→ Required task:
Answer these questions from the article on the Studio Prodigy Master Class, one a line:
1. At which facility was the first class held?
2. With whom did Ryan Hewitt create the series?
3. For whose latest album had Hewitt mixed the song he brought to Saturday's class?

----- Passage given -----

HOLLYWOOD: Last weekend at Universal Mastering, mixer/engineer Ryan Hewitt (The Avett Brothers, Red Hot Chili Peppers, Sheryl Crow, Brandi Carlisle) led the first of what is to be many Master Classes focusing on the art of engineering and mixing records. It was the inaugural Studio Prodigy Master Class, a new educational series Hewitt created with partner Hanson Hsu of Delta H Designs, and sponsorship from Tonelux, Universal Audio, Burl, Chandler Limited, Sterling Modular, Royer, and SoundToys.
Studio Prodigy has been in the works for some time. According to Hewitt, it took meeting Hsu to really get things underway:
“I’d talked to a handful of people about this over the years, and everyone said ‘You should really do that!’, but no one really offered me any help or guidance. When I met Hanson, I told him about this idea and he was really excited about it. It was also the perfect fit for the ZR acoustics rooms at Universal Mastering where you can sit anywhere and hear exactly what’s going on up front.”
Hewitt developed the Studio Prodigy series to provide a mentorship/learning experience he saw falling off in the recording industry.
“The opportunities for learning from the great engineers of our time are rapidly disappearing with the advent of ‘professional’ home studios,” he notes. “It’s become more difficult to be able to pass down knowledge, and since that was how I learned everything, through my father and my mentors that I assisted for years, I had to find another way to share my knowledge.”
Studio Prodigy 101
For those that haven’t had the opportunity to learn through tried-and-true channels, the Internet has become the go-to resource to learn about engineering and mixing. To put it lightly – it is not, however, always the friendliest or most-informed arena for those who need real assistance.
Like Hewitt, I was lucky enough to learn how to mix by assisting a successful mixer (Bob Brockman) for many years – I still remember what a revelation it was for me when I watched him mix for the first time, so much of what had seemed mysterious to me before became instantly clear. What I learned in countless sessions over the years I cannot imagine coming close to learning online, in video tutorials, or in a classroom.
Studio Prodigy, for me, felt like being back in a familiar ‘assisting’ situation (without having to stay late printing mixes and writing recalls). Being able to listen to what someone does, and hear the choices they’re making, is huge when you’re learning how to mix, and here, we had the added bonus of being able to ask a lot of questions during the process – something that it is usually not possible in the midst of a “real” session.
For Saturday’s class, Hewitt brought in a song he had recently mixed for singer/songwriter Dan Wilson’s (Semisonic, Adele) latest album. He worked through it the way he would a typical mix session: focusing on getting sounds for individual elements, leveling things out roughly, and then “turning on” the automation and riding the faders.

----- Collected material -----

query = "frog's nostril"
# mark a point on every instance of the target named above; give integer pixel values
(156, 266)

-----

→ Correct response:
1. Universal Mastering, in Hollywood.
2. Hanson Hsu of Delta H Designs.
3. Singer/songwriter Dan Wilson's.